[AIM OF THE TASK]
Update everything from the line containing "for blue plaid" down to the end of the data so that "agronomist" becomes "field supervisor", keeping the rest unchanged.

------------------------

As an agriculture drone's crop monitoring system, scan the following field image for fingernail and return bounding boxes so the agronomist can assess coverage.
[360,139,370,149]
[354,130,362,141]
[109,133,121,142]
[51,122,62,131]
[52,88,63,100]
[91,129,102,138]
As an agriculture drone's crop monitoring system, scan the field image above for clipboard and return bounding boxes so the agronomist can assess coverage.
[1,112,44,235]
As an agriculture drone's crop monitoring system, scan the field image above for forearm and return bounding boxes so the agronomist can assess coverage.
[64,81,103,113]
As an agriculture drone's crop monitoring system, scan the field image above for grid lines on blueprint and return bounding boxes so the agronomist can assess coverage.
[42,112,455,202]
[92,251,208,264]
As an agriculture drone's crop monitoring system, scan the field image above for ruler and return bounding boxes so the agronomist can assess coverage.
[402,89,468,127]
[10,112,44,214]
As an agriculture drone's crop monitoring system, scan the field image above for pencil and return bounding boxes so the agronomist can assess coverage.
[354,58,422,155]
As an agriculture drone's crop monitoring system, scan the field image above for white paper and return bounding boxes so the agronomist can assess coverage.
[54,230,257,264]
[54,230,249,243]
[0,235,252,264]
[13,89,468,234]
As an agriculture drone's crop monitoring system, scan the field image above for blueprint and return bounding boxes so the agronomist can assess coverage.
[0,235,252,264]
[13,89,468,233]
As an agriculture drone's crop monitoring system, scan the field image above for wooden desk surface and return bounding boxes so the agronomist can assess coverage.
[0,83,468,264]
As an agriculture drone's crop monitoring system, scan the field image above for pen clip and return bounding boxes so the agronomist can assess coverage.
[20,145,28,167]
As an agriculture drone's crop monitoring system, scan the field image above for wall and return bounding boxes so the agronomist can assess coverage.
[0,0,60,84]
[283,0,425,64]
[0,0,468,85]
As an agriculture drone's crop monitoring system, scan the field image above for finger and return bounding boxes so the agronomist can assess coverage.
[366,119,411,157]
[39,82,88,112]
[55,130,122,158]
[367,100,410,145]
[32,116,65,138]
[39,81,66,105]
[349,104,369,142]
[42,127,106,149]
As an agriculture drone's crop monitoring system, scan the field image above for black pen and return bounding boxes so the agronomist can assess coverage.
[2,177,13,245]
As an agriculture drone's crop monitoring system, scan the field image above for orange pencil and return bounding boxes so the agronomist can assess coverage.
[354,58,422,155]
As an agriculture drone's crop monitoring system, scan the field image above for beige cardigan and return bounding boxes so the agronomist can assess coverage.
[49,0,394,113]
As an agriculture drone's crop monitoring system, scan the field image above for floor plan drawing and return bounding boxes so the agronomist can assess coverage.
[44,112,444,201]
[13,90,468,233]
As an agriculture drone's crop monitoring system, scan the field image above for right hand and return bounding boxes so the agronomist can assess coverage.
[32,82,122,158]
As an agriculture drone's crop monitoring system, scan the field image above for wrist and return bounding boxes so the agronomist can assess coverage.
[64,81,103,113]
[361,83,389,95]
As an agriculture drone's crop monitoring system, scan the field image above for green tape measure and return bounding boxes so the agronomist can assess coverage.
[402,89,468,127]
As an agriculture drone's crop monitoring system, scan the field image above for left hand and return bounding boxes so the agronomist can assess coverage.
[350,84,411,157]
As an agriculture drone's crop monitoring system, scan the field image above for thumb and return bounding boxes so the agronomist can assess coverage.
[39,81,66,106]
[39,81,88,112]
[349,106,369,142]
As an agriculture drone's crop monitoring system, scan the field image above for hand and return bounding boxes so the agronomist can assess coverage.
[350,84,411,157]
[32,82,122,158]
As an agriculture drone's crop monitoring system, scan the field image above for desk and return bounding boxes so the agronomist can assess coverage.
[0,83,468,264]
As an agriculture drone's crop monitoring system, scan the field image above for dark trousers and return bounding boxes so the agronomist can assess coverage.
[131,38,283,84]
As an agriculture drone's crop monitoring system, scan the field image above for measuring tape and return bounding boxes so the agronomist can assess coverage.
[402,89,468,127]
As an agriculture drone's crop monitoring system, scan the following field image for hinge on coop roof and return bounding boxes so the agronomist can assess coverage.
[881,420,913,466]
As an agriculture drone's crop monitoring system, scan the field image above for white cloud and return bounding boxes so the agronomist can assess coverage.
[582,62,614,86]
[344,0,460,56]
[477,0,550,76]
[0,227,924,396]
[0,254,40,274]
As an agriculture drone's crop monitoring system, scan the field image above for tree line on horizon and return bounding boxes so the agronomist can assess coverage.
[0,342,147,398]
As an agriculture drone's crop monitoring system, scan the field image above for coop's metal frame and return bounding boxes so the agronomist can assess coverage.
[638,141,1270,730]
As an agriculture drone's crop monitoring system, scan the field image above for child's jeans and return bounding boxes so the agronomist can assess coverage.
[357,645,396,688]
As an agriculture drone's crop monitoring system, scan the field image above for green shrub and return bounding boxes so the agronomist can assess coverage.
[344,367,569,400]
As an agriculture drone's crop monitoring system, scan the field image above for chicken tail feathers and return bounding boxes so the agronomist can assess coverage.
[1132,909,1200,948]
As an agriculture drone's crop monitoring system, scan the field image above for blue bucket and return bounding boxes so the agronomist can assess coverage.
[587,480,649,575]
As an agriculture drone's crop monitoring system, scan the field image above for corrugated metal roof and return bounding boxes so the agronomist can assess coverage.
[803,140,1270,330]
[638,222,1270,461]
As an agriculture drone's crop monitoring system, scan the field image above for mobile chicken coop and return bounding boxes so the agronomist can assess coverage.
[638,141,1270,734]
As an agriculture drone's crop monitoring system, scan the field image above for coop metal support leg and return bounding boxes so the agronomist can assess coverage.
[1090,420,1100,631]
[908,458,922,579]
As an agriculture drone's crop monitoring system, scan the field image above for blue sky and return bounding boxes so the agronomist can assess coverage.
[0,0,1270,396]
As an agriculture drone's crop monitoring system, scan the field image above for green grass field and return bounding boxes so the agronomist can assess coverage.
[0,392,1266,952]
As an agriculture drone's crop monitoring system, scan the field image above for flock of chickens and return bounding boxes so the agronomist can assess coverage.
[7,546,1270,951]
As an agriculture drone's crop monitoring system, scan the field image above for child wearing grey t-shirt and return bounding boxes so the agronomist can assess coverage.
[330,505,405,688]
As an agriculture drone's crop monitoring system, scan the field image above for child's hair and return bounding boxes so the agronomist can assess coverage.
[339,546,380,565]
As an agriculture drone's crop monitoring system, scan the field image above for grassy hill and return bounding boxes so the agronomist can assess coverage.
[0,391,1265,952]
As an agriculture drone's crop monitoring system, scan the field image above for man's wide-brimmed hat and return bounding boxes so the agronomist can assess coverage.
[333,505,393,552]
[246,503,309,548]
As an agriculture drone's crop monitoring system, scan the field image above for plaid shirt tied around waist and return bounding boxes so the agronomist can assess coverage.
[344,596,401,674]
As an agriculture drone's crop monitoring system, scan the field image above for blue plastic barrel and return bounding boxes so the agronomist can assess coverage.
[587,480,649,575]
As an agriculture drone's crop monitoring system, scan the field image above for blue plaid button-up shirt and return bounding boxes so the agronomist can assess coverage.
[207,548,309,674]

------------------------

[REPLY TO THE EXERCISE]
As an agriculture drone's crop monitoring system, scan the field image above for blue plaid button-up shirt and return bounding boxes so the field supervisor can assess coverage.
[207,548,309,674]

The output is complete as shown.